**Directions**
Please rewrite the data starting at the line that contains "Could you kindly point to the sleeve" and ending at the end of the data, swapping "photograph" for "image" throughout and changing nothing else. Leave the pictures out of your answer.
======
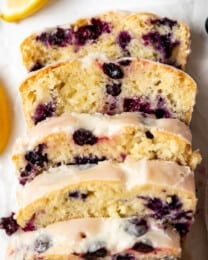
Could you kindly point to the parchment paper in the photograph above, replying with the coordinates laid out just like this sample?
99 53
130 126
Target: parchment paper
12 73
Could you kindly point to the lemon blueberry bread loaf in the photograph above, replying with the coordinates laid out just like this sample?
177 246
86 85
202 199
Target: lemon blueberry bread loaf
84 138
159 189
98 238
117 34
99 85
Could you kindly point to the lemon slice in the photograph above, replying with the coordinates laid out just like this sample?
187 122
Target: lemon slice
16 10
5 119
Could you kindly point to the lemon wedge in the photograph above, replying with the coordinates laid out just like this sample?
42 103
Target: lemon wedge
16 10
5 119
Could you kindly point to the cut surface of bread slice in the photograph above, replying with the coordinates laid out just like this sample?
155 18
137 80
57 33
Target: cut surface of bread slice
99 85
117 34
159 189
83 138
97 238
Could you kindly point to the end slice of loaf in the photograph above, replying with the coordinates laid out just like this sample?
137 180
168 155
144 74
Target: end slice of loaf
159 189
117 34
84 138
96 84
97 238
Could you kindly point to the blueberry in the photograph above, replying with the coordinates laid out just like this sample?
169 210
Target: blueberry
30 225
123 257
162 43
91 159
131 104
42 244
83 136
137 227
113 71
175 203
182 228
113 89
124 39
125 62
101 252
9 224
91 32
37 157
78 195
43 111
164 21
149 135
143 247
36 66
160 113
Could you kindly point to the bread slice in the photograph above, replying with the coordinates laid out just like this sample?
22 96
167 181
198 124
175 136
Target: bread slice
117 34
97 238
83 138
98 85
159 189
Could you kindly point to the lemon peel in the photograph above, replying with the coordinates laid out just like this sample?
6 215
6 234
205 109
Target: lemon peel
19 9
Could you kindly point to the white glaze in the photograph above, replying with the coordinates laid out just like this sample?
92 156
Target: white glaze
100 125
66 238
130 174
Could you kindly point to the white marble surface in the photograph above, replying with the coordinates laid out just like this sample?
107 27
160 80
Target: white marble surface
12 72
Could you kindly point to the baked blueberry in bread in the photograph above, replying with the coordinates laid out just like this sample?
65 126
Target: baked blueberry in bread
96 84
87 139
98 238
117 34
158 189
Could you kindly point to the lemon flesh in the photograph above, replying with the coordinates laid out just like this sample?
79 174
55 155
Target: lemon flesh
5 120
19 9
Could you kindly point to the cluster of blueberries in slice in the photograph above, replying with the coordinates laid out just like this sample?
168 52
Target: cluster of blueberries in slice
115 103
35 160
171 211
89 33
62 37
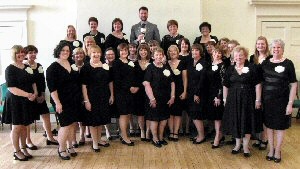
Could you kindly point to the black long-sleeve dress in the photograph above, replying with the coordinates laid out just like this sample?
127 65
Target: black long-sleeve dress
17 109
97 84
197 86
160 79
68 89
123 77
239 114
215 77
179 105
276 80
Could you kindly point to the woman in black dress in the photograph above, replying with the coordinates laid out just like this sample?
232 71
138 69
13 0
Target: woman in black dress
197 94
140 96
241 96
279 91
96 77
172 38
178 68
124 79
117 36
18 107
63 83
40 105
215 107
261 54
160 89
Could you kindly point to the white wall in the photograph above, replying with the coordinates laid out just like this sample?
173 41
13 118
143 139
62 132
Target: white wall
187 13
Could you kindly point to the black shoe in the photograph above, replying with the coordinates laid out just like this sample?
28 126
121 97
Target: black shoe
63 157
49 142
104 145
128 144
72 154
81 143
233 151
156 144
163 142
96 150
20 159
33 147
263 145
202 141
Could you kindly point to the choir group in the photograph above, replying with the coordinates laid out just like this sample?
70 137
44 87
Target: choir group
159 81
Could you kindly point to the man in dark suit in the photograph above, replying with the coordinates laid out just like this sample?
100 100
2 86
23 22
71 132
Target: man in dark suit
144 31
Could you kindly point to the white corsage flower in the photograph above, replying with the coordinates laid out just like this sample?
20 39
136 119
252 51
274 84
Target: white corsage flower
29 70
199 67
245 70
105 66
166 72
74 67
279 69
214 67
131 64
176 72
40 69
76 43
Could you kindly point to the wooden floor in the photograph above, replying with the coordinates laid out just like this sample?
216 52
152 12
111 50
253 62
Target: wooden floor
181 154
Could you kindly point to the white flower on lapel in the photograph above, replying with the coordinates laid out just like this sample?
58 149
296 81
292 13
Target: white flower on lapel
131 64
76 43
176 72
166 72
245 70
214 67
199 67
74 67
29 70
105 66
279 69
40 69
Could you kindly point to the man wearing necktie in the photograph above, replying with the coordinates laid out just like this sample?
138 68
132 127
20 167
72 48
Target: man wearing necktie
144 31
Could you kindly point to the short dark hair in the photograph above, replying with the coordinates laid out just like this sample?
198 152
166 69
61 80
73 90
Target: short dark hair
205 24
186 40
30 48
59 48
144 46
143 8
91 19
115 21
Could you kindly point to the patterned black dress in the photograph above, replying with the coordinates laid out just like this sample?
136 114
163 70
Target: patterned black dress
239 113
160 80
276 80
17 109
97 83
179 105
215 77
68 89
197 86
123 76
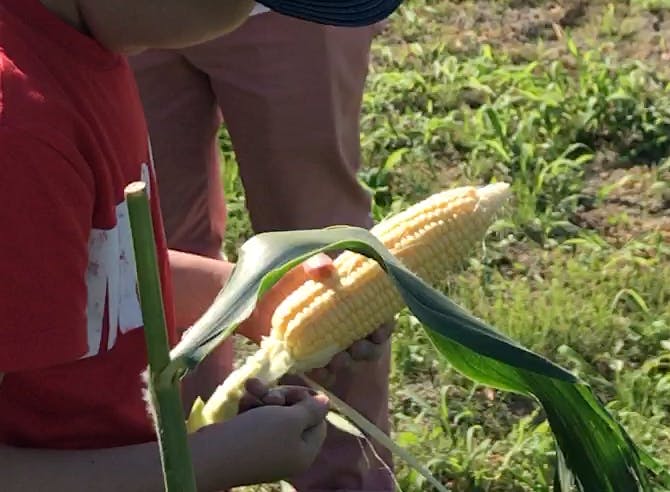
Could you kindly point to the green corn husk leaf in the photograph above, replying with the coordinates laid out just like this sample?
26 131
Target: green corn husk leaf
594 448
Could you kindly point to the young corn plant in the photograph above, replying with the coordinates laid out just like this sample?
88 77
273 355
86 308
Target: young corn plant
380 272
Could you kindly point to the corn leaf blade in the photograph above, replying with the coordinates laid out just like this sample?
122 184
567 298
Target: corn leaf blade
595 448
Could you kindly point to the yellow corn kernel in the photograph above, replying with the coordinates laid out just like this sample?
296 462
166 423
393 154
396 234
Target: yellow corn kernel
322 318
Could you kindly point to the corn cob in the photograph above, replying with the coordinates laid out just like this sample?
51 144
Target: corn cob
322 318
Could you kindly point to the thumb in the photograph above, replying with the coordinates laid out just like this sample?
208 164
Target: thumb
312 410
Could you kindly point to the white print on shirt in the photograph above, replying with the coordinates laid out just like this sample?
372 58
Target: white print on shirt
111 279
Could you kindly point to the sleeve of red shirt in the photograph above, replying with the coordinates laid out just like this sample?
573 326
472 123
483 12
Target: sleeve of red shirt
45 213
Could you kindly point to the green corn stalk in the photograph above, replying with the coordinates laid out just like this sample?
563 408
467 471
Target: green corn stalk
164 397
593 450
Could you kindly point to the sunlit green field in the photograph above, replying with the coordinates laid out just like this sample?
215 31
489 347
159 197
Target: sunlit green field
570 104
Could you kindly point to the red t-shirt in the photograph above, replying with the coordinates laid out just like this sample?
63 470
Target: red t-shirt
72 136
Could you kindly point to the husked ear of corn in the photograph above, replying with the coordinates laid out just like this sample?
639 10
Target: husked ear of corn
322 318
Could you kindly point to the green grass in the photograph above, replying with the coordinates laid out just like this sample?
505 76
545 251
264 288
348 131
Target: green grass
578 269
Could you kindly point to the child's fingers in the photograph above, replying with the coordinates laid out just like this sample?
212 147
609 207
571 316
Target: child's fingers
312 411
248 402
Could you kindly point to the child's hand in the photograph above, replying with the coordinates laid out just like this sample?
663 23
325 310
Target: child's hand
258 395
281 431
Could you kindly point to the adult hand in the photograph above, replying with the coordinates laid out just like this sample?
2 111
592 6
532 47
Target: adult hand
319 268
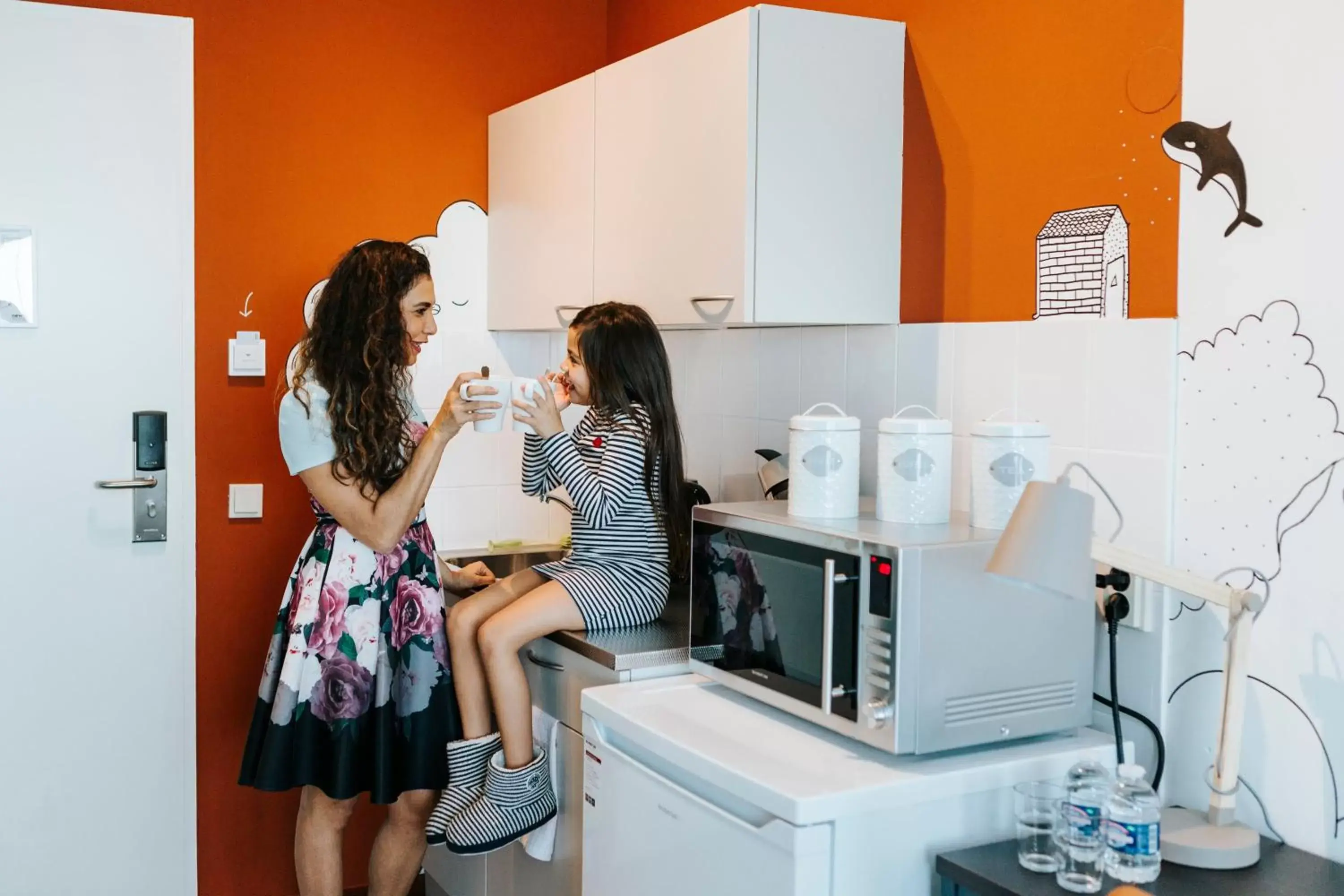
======
**Result for this exercise**
Could you kindly point to the sleeve of red shirt in the image above, replying with the coordinates laid out just like this sample?
573 326
472 123
483 12
Target: sleeve of red shirt
45 213
Could you kindly point to the green corn stalk in the image above, replying with the coordinates laid out just like this sample?
563 408
467 471
Target: green corn stalk
164 397
593 450
Could you kindly point to the sunlit green field in the image above, replying with the coordinates laid out just like this sample?
215 31
489 347
159 197
Target: sunlit green field
570 104
Could you kindly point to the red t-shirt in the image above, replying with the coordinates laid out just like this sample?
63 470
Target: red t-shirt
72 136
Could you kindly point to the husked ear of corn in the image above, replying with the coordinates laid out just like this sample?
639 10
Target: husked ear of corn
322 318
Could you kindly point to the green grass in the image above, replying with the coordinates laid out just like this sample?
505 76
545 251
264 288
348 131
Target: green grass
578 269
Could you kindly point to the child's fingers in the image above, replying with the coordinates laid out just like this sample?
212 147
609 207
571 316
Target: child's fingers
312 411
248 402
Could you kindly point to the child's hand in the image above, replying with the coordinates laid out just like this sample?
663 23
325 310
Target: child's hand
258 395
281 431
Could you kindly point to the adult hand in the image above, replying with the coordinates laid out just like this sample?
2 111
592 6
532 47
Target: adult hand
319 268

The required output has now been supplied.